### SUPPLIED PASSAGE
##########
Rory Pilgrim’s show opens the next year’s exhibition series, Hop to Hope, at WAMx, in which togetherness, friendship, love and hope are explored. Rory Pilgrim’s show examines how the climate crisis and the Covid-19 pandemic affect the support structures in our everyday lives.

Rory Pilgrim at WAMx

Hop to Hope: Rory Pilgrim
16.12.2022–5.3.2023

Opening times and prices (wam.fi)

Screening times

The Undercurrent: 10:30, 13:00, 15:30. Duration: 50 min.
Rafts: 11:30, 14:00, 16:30. Duration: 1 h 07 min.
The films are in English with Finnish subtitles.
##########
### DATA SECTION
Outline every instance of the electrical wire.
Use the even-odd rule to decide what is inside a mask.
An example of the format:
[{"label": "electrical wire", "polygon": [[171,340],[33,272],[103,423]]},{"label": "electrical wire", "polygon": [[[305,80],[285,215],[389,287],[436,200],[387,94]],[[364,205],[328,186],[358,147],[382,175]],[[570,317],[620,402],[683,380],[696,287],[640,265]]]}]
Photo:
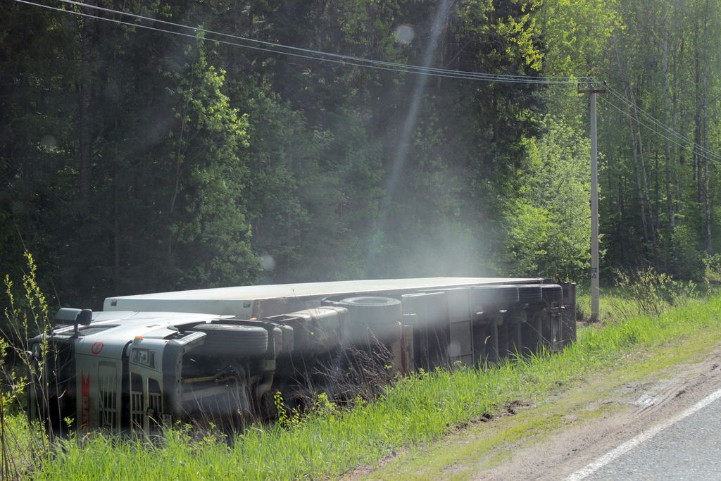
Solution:
[{"label": "electrical wire", "polygon": [[105,12],[113,13],[113,14],[118,14],[118,15],[125,15],[125,16],[128,16],[128,17],[131,17],[133,18],[136,18],[136,19],[138,19],[146,20],[146,21],[149,21],[149,22],[156,22],[162,23],[162,24],[164,24],[164,25],[172,25],[173,27],[179,27],[180,28],[188,29],[188,30],[193,30],[194,32],[202,32],[206,33],[206,34],[212,34],[212,35],[219,35],[219,36],[221,36],[221,37],[229,37],[229,38],[233,38],[233,39],[235,39],[235,40],[243,40],[243,41],[245,41],[245,42],[250,42],[252,43],[256,43],[256,44],[259,44],[259,45],[266,45],[266,46],[269,46],[269,47],[275,47],[275,48],[284,48],[284,49],[288,49],[288,50],[296,50],[296,51],[303,52],[303,53],[307,53],[307,54],[312,54],[312,55],[317,55],[317,56],[327,56],[327,57],[335,57],[335,58],[342,58],[342,59],[348,60],[348,61],[350,61],[366,62],[366,63],[373,63],[373,64],[377,64],[377,65],[383,65],[384,66],[395,66],[395,67],[402,68],[402,69],[418,69],[418,70],[423,70],[423,71],[437,71],[437,72],[440,72],[440,73],[451,73],[452,72],[452,73],[463,74],[469,75],[469,76],[479,76],[479,77],[482,77],[482,78],[489,78],[489,79],[542,79],[542,80],[572,80],[574,82],[578,81],[579,80],[578,77],[568,76],[545,76],[509,75],[509,74],[482,74],[482,73],[479,73],[479,72],[471,72],[471,71],[464,71],[449,70],[449,69],[438,69],[438,68],[434,68],[434,67],[424,67],[424,66],[422,66],[407,65],[407,64],[404,64],[404,63],[397,63],[397,62],[389,62],[389,61],[384,61],[374,60],[374,59],[371,59],[371,58],[362,58],[362,57],[354,57],[354,56],[352,56],[342,55],[342,54],[340,54],[340,53],[329,53],[329,52],[322,52],[322,51],[320,51],[320,50],[311,50],[311,49],[309,49],[309,48],[300,48],[300,47],[292,47],[292,46],[289,46],[289,45],[282,45],[282,44],[280,44],[280,43],[274,43],[273,42],[266,42],[266,41],[263,41],[263,40],[259,40],[255,39],[255,38],[249,38],[249,37],[242,37],[242,36],[239,36],[239,35],[231,35],[231,34],[228,34],[228,33],[224,33],[222,32],[217,32],[217,31],[214,31],[214,30],[208,30],[207,29],[204,29],[204,28],[202,28],[202,27],[190,27],[189,25],[185,25],[181,24],[181,23],[177,23],[177,22],[169,22],[169,21],[167,21],[167,20],[162,20],[162,19],[157,19],[157,18],[154,18],[154,17],[146,17],[146,16],[143,16],[143,15],[138,15],[137,14],[133,14],[133,13],[130,13],[130,12],[123,12],[121,10],[115,10],[113,9],[109,9],[109,8],[107,8],[107,7],[99,6],[97,6],[97,5],[89,5],[88,4],[84,4],[82,2],[76,1],[75,0],[59,0],[59,1],[61,1],[61,2],[65,3],[65,4],[71,4],[71,5],[76,5],[76,6],[82,7],[82,8],[92,9],[99,10],[99,11],[102,11],[102,12]]},{"label": "electrical wire", "polygon": [[[119,24],[119,25],[127,25],[127,26],[133,27],[143,28],[143,29],[145,29],[145,30],[152,30],[152,31],[155,31],[155,32],[164,32],[164,33],[170,33],[170,34],[172,34],[172,35],[180,35],[180,36],[182,36],[182,37],[190,37],[190,38],[193,38],[193,39],[197,39],[197,40],[203,40],[203,41],[216,42],[216,43],[221,43],[221,44],[225,44],[225,45],[236,46],[236,47],[240,47],[240,48],[247,48],[247,49],[250,49],[250,50],[260,50],[260,51],[264,51],[264,52],[267,52],[267,53],[271,53],[286,55],[286,56],[293,56],[293,57],[296,57],[296,58],[307,58],[307,59],[315,60],[315,61],[318,61],[331,62],[331,63],[339,63],[339,64],[344,65],[344,66],[354,66],[368,68],[368,69],[377,69],[377,70],[384,70],[384,71],[397,71],[397,72],[402,72],[402,73],[415,74],[418,74],[418,75],[427,75],[427,76],[430,76],[442,77],[442,78],[461,79],[465,79],[465,80],[477,80],[477,81],[499,81],[499,82],[504,82],[504,83],[534,84],[578,84],[578,81],[579,81],[579,79],[575,79],[575,80],[572,80],[572,80],[560,80],[560,79],[557,80],[557,79],[554,79],[552,78],[546,78],[546,77],[526,77],[526,76],[503,76],[503,75],[500,75],[500,74],[481,74],[481,73],[474,73],[474,72],[467,72],[466,73],[466,72],[463,72],[463,71],[454,71],[454,70],[448,70],[448,69],[438,69],[425,68],[425,67],[420,67],[420,66],[418,66],[405,65],[405,64],[402,64],[402,63],[392,63],[392,62],[382,62],[381,61],[370,61],[370,60],[368,60],[368,59],[363,59],[363,58],[358,58],[358,57],[351,57],[351,56],[340,56],[339,54],[329,54],[329,53],[326,53],[319,52],[319,51],[317,51],[317,50],[309,50],[308,49],[298,49],[298,48],[286,47],[285,45],[280,45],[280,44],[270,44],[272,45],[278,45],[278,47],[283,47],[283,48],[291,48],[291,49],[296,49],[296,50],[305,50],[305,51],[308,51],[308,52],[310,52],[310,53],[314,53],[314,54],[316,54],[315,53],[317,52],[317,55],[324,55],[324,56],[327,56],[329,57],[333,57],[333,58],[322,58],[322,57],[318,57],[318,56],[313,56],[312,55],[306,55],[304,53],[293,53],[293,52],[286,52],[286,51],[282,51],[282,50],[273,50],[272,48],[266,48],[265,47],[259,47],[259,46],[256,46],[256,45],[246,45],[246,44],[243,44],[243,43],[236,43],[236,42],[230,42],[230,41],[228,41],[228,40],[220,40],[220,39],[217,39],[217,38],[208,38],[208,37],[198,37],[197,35],[190,35],[190,34],[188,34],[188,33],[183,33],[182,32],[177,32],[177,31],[174,31],[174,30],[165,30],[165,29],[162,29],[162,28],[159,28],[159,27],[151,27],[151,26],[144,25],[142,25],[142,24],[140,24],[140,23],[132,23],[132,22],[124,22],[123,20],[118,20],[118,19],[110,19],[110,18],[107,18],[107,17],[99,17],[99,16],[97,16],[97,15],[92,15],[92,14],[90,14],[83,13],[81,12],[76,12],[76,11],[74,11],[74,10],[68,10],[68,9],[63,9],[63,8],[59,8],[59,7],[57,7],[57,6],[50,6],[50,5],[45,5],[45,4],[37,4],[37,3],[35,3],[35,2],[33,2],[33,1],[30,1],[29,0],[14,0],[14,1],[17,1],[18,3],[21,3],[21,4],[27,4],[27,5],[32,5],[32,6],[39,6],[39,7],[41,7],[41,8],[48,9],[50,9],[50,10],[54,10],[54,11],[57,11],[57,12],[64,12],[64,13],[71,14],[74,14],[74,15],[81,16],[81,17],[87,17],[87,18],[92,18],[92,19],[98,19],[98,20],[103,20],[103,21],[105,21],[105,22],[112,22],[112,23],[116,23],[116,24]],[[79,4],[78,2],[71,1],[71,0],[61,0],[61,1],[63,1],[65,3],[76,4],[78,5],[83,6],[88,6],[88,5],[85,5],[84,4]],[[99,8],[103,9],[103,7],[99,7]],[[107,10],[109,10],[109,9],[107,9]],[[111,12],[115,12],[115,13],[118,13],[118,14],[125,14],[124,12],[118,12],[118,11],[111,11]],[[136,16],[133,14],[128,14],[133,16],[133,17],[138,17],[142,18],[143,19],[151,20],[151,21],[154,21],[154,22],[158,22],[159,23],[167,23],[167,24],[170,24],[170,25],[174,25],[174,26],[183,27],[185,28],[190,29],[190,30],[195,30],[196,32],[202,32],[203,33],[210,33],[211,35],[226,35],[226,36],[229,36],[229,37],[234,37],[232,35],[229,35],[228,34],[219,34],[218,32],[213,32],[213,31],[211,31],[211,30],[203,30],[203,29],[195,28],[195,27],[187,27],[187,26],[185,26],[185,25],[182,25],[181,24],[174,24],[173,22],[165,22],[165,21],[163,21],[163,20],[158,20],[156,19],[153,19],[153,18],[151,18],[151,17],[142,17],[141,16]],[[239,37],[239,38],[244,38],[244,37]],[[252,40],[252,39],[248,39],[248,40]],[[260,42],[260,40],[258,42]],[[337,57],[340,57],[340,58],[337,58]],[[569,79],[570,79],[570,77],[569,77]],[[585,81],[585,79],[583,79],[583,80]]]},{"label": "electrical wire", "polygon": [[[616,105],[615,104],[614,104],[610,100],[608,100],[607,99],[604,99],[602,97],[598,97],[598,98],[600,98],[604,103],[609,105],[610,107],[614,107],[614,109],[616,109],[616,110],[618,110],[619,112],[622,113],[623,115],[626,115],[629,118],[630,118],[630,119],[632,119],[632,120],[637,122],[639,123],[639,125],[643,125],[644,127],[645,127],[646,128],[647,128],[651,132],[653,132],[654,133],[658,135],[660,137],[663,137],[663,138],[668,140],[669,142],[671,142],[672,144],[674,144],[678,146],[679,147],[681,147],[681,148],[684,148],[684,149],[688,148],[689,146],[693,146],[693,145],[694,145],[693,142],[690,143],[691,144],[691,146],[689,146],[687,144],[681,144],[680,142],[678,142],[676,140],[674,140],[673,138],[671,138],[671,137],[667,136],[666,135],[663,134],[661,132],[659,132],[658,131],[657,131],[656,129],[653,128],[653,127],[651,127],[651,126],[650,126],[650,125],[644,123],[643,122],[639,120],[637,118],[634,118],[630,113],[629,113],[628,112],[627,112],[624,109],[621,108],[620,107],[618,107],[617,105]],[[702,152],[696,152],[696,154],[699,155],[699,157],[702,157],[704,159],[706,159],[707,160],[708,160],[708,161],[709,161],[711,162],[713,162],[715,164],[721,164],[721,161],[719,161],[718,159],[715,159],[713,157],[709,157],[709,156],[704,154]]]},{"label": "electrical wire", "polygon": [[[677,138],[679,138],[681,141],[687,142],[687,143],[690,144],[691,145],[694,146],[694,147],[696,149],[696,150],[697,152],[701,152],[701,153],[705,154],[707,156],[709,156],[712,157],[712,158],[714,158],[715,159],[716,159],[716,160],[717,160],[719,162],[721,162],[721,155],[719,155],[719,154],[716,154],[715,152],[713,152],[712,151],[711,151],[711,150],[709,150],[709,149],[707,149],[707,148],[705,148],[705,147],[704,147],[704,146],[702,146],[701,145],[699,145],[694,141],[692,141],[691,139],[689,138],[688,137],[686,137],[686,136],[683,135],[682,133],[676,132],[676,131],[674,131],[671,127],[666,125],[665,123],[663,123],[660,120],[657,120],[655,118],[654,118],[650,113],[648,113],[645,110],[642,110],[641,107],[640,107],[637,105],[636,105],[633,102],[632,102],[631,100],[629,100],[629,99],[627,99],[625,95],[623,95],[622,94],[621,94],[620,92],[619,92],[615,89],[613,89],[612,87],[610,87],[608,85],[606,85],[606,88],[607,88],[608,91],[612,95],[614,95],[617,99],[619,99],[619,100],[621,100],[627,107],[629,107],[631,109],[633,109],[633,110],[634,112],[636,112],[636,113],[640,114],[641,115],[645,117],[652,123],[653,123],[655,125],[656,125],[659,128],[663,129],[663,131],[665,131],[669,135],[673,136],[674,137],[676,137]],[[637,119],[634,119],[634,120],[637,120]]]}]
##########
### WHAT YOU WILL DO
Update the exhibition listing, starting with "Rory Pilgrim at" and going on through "Duration: 50 min.", so that "Showing times" replaces "Screening times". The material that accompanies this exhibition listing has no connection to it.

### WORKED SOLUTION
Rory Pilgrim at WAMx

Hop to Hope: Rory Pilgrim
16.12.2022–5.3.2023

Opening times and prices (wam.fi)

Showing times

The Undercurrent: 10:30, 13:00, 15:30. Duration: 50 min.